Kutipan Pilihan
————————

Agenda Amandemen Kelima: Revitalisasi MPR

fitrahbukhari
5 Min Read

Terlepas dari polemik yang timbul pasca revisi UU MD3, sebenarnya ada sebuah permasalahan fundamental dalam bangunan sistem parlemen Indonesia. Pasca perubahan UUD 1945, Indonesia tidak lagi menganut sistem “pembagian kekuasaan”, melainkan berubah menjadi “pemisahan kekuasaan”.

Perbedaan keduanya adalah jika dalam sistem pembagian kekuasaan, terdapat sebuah lembaga yang menjadi asal kekuasaan, dari lembaga tersebut, dibagikan kekuasaan kepada lembaga-lembaga lain. Sedangkan konsepsi pemisahan kekuasaan berarti bahwa semua lembaga setara tingkatannya, tiada lembaga tertinggi yang menjadi asal kekuasaan.

Contoh riil dari sistem pembagian kekuasaan, dapat dilihat dalam sistem ketatanegaraan Indonesia sebelum perubahan UUD 1945. Didalam sistem tersebut, Indonesia memiliki sebuah lembaga yang menjadi asal mula kekuasaan, juga sebagai pengejawantah kedaulatan rakyat, yakni Majelis Permusyawaratan Rakyat.

UUD NRI 1945: Lain kepala, lain badan

Seperti ada sebuah kekeliruan yang dibawa dalam proses amandemen UUD 1945, yakni memandang UUD 1945 sebagai produk hukum an sich. Padahal UUD 1945 tidak hanya sekedar produk hukum, namun sarat akan cita-cita, mimpi dan aspirasi bangsa (Seknas, 2014: 89). Salah satunya kekeliruannya adalah perubahan desain kelembagaan perwakilan rakyat yang telah dirancang dengan apik oleh para pendiri bangsa dalam rapat-rapat di BPUPKI.

Bahkan lebih parah lagi, kesepakatan untuk tetap mempertahankan pembukaan UUD 1945 dalam melakukan amandemen hanya berhenti pada tataran semantik. Padahal antara Pembukaan UUD 1945 sebelum amandemen dengan batang tubuh maupun penjelasan merupakan suatu kesatuan utuh. Apa yang ada dalam Pembukaan merupakan passion dari para pendiri bangsa untuk kemudian dimanifestasikan dalam batang tubuh maupun penjelasan UUD 1945.

Desain awal MPR sebagai wujud kehendak rakyat merupakan produk genuine dari para pendiri bangsa untuk mengakomodasi nilai-nilai kekeluargaan dalam bingkai kehidupan masyarakat nusantara. Hal ini juga merupakan turunan dari pembukaan UUD 1945 yang berbunyi:

“…Negara Republik Indonesia yang berkedaulatan rakyat dengan berdasar kepada …Kerakyatan yang dipimpin oleh hikmat kebijaksanaan dalam Permusyawaratan/Perwakilan…”

————————

Data yang Diberikan

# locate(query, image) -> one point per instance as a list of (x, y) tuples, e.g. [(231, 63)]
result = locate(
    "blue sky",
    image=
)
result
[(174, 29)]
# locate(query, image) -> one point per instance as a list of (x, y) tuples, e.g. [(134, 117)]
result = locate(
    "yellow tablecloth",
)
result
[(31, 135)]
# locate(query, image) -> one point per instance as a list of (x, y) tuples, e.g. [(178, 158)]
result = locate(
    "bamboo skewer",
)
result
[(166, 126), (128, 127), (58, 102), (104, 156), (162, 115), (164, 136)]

————————

Soal dan Tugas
a – Jawab pertanyaan berikut berdasarkan artikel tentang revitalisasi MPR:
(i) Sistem apa yang dianut Indonesia pasca perubahan UUD 1945?
(ii) Lembaga apa yang menjadi asal mula kekuasaan dalam sistem ketatanegaraan Indonesia sebelum perubahan UUD 1945?
(iii) Dalam rapat-rapat di mana para pendiri bangsa merancang desain kelembagaan perwakilan rakyat?
b – Sunting artikel tentang revitalisasi MPR dengan menulis ulang bagian yang dimulai dari "UUD NRI 1945: Lain" dan berakhir pada "penjelasan UUD 1945.". Ganti "passion" dengan "semangat".

Jawaban
a –
(i) Pemisahan kekuasaan.
(ii) Majelis Permusyawaratan Rakyat.
(iii) Di BPUPKI.

b –
UUD NRI 1945: Lain kepala, lain badan

Seperti ada sebuah kekeliruan yang dibawa dalam proses amandemen UUD 1945, yakni memandang UUD 1945 sebagai produk hukum an sich. Padahal UUD 1945 tidak hanya sekedar produk hukum, namun sarat akan cita-cita, mimpi dan aspirasi bangsa (Seknas, 2014: 89). Salah satunya kekeliruannya adalah perubahan desain kelembagaan perwakilan rakyat yang telah dirancang dengan apik oleh para pendiri bangsa dalam rapat-rapat di BPUPKI.

Bahkan lebih parah lagi, kesepakatan untuk tetap mempertahankan pembukaan UUD 1945 dalam melakukan amandemen hanya berhenti pada tataran semantik. Padahal antara Pembukaan UUD 1945 sebelum amandemen dengan batang tubuh maupun penjelasan merupakan suatu kesatuan utuh. Apa yang ada dalam Pembukaan merupakan semangat dari para pendiri bangsa untuk kemudian dimanifestasikan dalam batang tubuh maupun penjelasan UUD 1945.